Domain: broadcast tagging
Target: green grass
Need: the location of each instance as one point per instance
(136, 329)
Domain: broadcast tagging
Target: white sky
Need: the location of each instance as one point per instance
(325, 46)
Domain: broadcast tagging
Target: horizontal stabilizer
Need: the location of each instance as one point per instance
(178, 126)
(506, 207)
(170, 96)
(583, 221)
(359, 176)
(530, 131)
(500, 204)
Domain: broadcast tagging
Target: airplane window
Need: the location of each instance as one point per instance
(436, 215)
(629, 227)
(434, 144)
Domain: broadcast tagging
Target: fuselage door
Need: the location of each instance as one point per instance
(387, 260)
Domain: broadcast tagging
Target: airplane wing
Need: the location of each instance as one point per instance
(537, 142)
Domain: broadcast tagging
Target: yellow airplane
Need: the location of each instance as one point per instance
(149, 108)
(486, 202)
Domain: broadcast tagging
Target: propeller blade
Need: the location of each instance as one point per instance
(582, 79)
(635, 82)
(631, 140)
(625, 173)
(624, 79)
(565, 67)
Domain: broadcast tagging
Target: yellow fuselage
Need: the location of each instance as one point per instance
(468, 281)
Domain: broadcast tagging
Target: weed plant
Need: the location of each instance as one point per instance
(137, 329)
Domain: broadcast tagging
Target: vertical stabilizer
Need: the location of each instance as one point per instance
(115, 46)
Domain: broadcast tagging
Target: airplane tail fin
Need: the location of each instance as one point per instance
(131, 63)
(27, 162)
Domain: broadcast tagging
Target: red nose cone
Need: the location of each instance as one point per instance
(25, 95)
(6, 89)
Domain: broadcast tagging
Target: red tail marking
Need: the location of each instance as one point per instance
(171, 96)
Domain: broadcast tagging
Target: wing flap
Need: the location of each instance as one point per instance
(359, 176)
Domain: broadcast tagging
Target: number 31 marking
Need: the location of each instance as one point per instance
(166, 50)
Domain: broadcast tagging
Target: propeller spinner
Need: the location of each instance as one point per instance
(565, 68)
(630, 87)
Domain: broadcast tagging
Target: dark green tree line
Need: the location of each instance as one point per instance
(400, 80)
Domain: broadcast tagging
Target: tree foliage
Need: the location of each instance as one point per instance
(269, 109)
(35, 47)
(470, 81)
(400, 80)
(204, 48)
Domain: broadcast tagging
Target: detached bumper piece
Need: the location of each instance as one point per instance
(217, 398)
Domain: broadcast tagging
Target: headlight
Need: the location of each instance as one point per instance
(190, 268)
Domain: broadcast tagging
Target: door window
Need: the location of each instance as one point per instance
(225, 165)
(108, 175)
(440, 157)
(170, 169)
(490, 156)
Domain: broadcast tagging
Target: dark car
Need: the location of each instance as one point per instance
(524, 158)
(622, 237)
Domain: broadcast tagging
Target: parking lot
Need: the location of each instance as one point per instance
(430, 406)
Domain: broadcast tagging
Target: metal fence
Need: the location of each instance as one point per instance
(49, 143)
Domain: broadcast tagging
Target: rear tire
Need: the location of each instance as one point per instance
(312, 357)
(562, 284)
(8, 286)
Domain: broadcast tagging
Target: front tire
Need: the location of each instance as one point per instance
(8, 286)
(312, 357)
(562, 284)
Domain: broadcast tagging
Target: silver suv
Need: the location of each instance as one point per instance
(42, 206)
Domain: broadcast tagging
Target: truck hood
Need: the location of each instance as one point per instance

What is required => Scan the entries above for the line containing "Target: horizontal stabilizer", and copy it and all lines after it exactly, down to and including the line containing "Target: fuselage door".

Task answer =>
Target: horizontal stabilizer
Need: the location of each instance as one point per instance
(178, 126)
(506, 207)
(170, 96)
(583, 221)
(359, 176)
(530, 131)
(500, 204)
Domain: broadcast tagging
Target: airplane window
Need: the location of each instance as one point per instance
(436, 215)
(629, 227)
(434, 144)
Domain: broadcast tagging
Target: fuselage door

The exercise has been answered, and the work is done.